__Text excerpt__:
Posted by david on Nov 10, 2008 in Book Excerpts

 

Chapter 1

A Little Girl Named Nasan

 

“You are insane to try and create a home for Chechen orphans,” the surly Russian soldier said.  “We’re going to be putting a bullet through their heads in five years.”

 

That was the voice of evil in Chechnya during the ten years I ministered there, trying to create an island of hope in a land so filled with hate and violence that it was said that even the Devil blushed with embarrassment at the atrocities committed there.  It was not the only such voice, and at times they seemed to call out from all directions.

 

I had often rumbled along Chechen streets escorted by armed personnel carriers, protection provided by my hosts, and I would stare out at the grey sky and burned-out buildings, and wonder why God’s Spirit had seemed to have departed this place.  The capital, Grozny, was liked Paris in the minds of the people in this Northern Caucausus region, but it had become nothing more than a sarcophagus with broad avenues.  I saw a whirlwind of ashes through the armored vehicle porthole once, and the furtive face of an elderly lady who was out seeking food.  I recognized these as icons of the netherworld I was in, a place where corruption was the currency of the land and death was the oxygen that people breathed.  I uttered a brief prayer, asking God to spare the old woman from the snipers. 

 

I had not gone to Chechnya because it was the reasonable thing to do.  Even those who cared most deeply about me said I must be crazy for my willingness to take the heat of that sin-scorched place. Of course, reason and sanity had nothing to do with it. The Lord had spoken to me about sharing the Gospel in Chechnya, a Muslim republic in Russia, and all the pros and cons boiled down to a matter of simple obedience to God’s will for my life.

__Records shown__:
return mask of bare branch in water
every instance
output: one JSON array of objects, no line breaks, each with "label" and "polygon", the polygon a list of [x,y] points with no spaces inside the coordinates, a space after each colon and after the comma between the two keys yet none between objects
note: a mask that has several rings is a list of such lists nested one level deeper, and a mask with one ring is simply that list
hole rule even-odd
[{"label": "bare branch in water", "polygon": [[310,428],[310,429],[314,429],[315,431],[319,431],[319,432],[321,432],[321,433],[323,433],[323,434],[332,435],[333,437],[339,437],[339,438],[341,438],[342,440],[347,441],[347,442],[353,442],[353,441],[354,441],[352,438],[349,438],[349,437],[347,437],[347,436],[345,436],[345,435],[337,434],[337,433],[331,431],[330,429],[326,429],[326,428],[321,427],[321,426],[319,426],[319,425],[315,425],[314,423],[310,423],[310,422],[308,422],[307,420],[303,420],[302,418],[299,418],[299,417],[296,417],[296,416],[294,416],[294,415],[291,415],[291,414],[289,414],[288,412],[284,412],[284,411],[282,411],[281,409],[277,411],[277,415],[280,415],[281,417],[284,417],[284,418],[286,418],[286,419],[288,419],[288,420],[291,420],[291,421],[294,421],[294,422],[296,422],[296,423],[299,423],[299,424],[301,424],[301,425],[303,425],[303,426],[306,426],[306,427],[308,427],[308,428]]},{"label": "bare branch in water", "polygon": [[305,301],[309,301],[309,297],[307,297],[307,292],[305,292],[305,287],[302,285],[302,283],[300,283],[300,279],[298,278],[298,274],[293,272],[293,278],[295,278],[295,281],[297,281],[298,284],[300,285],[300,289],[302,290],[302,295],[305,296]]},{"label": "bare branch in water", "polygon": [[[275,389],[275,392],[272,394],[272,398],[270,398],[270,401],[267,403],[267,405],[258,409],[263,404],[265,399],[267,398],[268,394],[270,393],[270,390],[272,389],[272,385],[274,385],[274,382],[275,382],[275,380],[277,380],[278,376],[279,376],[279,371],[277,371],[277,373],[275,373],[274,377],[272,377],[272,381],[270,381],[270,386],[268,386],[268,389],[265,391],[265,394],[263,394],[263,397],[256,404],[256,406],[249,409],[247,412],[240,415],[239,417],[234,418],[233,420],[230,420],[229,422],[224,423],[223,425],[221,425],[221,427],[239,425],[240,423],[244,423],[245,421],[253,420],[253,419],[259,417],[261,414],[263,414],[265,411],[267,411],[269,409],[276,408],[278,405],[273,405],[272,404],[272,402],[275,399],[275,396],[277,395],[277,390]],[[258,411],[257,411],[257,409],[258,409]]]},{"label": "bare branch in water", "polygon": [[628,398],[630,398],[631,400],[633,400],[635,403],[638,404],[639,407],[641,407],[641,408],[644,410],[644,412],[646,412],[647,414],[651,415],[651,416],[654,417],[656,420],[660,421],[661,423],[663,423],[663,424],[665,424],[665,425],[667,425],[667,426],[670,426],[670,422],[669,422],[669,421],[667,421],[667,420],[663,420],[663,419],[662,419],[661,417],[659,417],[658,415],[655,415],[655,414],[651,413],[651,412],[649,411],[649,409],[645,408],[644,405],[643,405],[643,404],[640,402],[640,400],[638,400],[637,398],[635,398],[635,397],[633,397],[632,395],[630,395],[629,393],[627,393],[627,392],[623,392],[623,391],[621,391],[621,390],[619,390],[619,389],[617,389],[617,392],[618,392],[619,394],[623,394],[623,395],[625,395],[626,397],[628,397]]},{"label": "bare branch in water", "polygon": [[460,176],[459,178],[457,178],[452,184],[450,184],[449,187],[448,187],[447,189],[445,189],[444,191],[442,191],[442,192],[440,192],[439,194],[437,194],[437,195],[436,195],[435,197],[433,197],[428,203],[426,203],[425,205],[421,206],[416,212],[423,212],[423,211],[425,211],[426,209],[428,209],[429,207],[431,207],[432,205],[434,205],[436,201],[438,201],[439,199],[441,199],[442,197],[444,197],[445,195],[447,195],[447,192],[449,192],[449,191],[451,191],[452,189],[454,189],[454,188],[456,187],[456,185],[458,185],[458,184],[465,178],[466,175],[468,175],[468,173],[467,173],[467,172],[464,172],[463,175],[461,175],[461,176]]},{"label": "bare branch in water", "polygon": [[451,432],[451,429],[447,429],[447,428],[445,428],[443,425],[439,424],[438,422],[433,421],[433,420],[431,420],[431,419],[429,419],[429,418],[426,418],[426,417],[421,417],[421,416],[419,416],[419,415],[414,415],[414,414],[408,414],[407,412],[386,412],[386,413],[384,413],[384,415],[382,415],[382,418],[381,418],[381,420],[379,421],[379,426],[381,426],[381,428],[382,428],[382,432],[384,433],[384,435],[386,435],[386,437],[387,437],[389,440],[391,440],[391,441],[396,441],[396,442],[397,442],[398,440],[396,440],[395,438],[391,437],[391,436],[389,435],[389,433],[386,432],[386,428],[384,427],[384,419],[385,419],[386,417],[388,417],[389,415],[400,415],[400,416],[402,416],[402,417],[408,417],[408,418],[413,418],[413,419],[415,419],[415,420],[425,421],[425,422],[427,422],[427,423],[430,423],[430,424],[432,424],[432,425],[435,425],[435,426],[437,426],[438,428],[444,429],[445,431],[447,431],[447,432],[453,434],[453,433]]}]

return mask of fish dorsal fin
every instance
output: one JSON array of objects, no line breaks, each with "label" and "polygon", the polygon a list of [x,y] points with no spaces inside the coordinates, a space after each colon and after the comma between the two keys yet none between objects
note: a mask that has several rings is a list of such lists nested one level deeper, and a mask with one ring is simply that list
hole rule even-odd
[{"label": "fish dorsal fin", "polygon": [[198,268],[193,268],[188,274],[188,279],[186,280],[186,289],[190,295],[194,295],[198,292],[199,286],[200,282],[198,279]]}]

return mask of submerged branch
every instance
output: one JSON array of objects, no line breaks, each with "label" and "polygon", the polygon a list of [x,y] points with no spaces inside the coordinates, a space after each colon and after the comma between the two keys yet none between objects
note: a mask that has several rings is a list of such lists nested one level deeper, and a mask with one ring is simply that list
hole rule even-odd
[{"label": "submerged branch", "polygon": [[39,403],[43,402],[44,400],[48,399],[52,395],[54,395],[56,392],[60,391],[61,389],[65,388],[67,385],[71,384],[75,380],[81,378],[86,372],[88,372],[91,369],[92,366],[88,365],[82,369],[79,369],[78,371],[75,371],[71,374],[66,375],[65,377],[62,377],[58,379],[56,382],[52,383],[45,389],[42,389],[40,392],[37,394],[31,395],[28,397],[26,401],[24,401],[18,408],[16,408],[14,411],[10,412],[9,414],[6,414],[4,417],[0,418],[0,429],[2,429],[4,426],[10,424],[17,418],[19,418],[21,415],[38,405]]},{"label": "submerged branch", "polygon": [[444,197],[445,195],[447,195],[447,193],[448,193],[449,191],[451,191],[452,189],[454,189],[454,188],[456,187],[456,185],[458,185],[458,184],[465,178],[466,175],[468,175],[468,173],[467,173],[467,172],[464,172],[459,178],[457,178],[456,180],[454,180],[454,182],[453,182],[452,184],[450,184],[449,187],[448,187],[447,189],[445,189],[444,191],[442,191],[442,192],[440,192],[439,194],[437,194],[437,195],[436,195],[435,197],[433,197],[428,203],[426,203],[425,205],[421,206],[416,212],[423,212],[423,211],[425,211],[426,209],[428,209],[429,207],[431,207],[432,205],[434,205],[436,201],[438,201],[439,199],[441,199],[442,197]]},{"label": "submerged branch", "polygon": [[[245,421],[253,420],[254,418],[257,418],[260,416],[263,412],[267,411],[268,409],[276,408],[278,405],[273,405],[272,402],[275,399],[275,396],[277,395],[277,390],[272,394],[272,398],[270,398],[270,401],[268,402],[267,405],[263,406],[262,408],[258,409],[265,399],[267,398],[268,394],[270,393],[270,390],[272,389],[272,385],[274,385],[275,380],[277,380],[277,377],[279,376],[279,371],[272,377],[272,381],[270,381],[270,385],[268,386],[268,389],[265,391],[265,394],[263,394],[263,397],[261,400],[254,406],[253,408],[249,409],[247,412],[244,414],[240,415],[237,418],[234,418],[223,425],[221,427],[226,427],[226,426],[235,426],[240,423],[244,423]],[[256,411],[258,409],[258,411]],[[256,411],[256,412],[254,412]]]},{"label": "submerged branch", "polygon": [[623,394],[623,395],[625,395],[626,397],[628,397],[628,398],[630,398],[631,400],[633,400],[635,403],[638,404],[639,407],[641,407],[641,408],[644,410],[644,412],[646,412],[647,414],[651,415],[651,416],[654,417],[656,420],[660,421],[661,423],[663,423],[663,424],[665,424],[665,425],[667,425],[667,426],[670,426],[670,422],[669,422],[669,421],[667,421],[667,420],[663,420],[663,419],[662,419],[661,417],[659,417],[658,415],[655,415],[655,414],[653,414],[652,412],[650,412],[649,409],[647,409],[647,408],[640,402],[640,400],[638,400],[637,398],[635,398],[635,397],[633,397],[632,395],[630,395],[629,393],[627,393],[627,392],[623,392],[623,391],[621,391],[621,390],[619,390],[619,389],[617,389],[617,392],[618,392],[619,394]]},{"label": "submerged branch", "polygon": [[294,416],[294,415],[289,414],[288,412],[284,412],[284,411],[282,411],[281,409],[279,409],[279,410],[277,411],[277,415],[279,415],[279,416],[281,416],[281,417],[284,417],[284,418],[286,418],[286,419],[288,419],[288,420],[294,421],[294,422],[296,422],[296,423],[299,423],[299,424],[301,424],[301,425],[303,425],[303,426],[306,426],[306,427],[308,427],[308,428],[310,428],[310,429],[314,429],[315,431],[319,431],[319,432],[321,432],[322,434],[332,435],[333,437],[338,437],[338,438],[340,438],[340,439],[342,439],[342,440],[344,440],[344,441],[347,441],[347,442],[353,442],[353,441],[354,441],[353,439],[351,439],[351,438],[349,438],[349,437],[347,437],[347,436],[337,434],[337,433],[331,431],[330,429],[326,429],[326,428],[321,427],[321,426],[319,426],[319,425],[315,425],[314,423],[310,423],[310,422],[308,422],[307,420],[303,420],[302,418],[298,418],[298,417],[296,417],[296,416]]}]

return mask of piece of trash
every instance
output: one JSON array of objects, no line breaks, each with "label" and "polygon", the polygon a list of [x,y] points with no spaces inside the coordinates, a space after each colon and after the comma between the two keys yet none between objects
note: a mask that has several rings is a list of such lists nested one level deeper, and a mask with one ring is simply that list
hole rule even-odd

__Given request__:
In the Chechnya excerpt, how many years did the narrator minister in Chechnya? The listing is separate material and is not connected to the Chechnya excerpt.

__Task output__:
Ten years.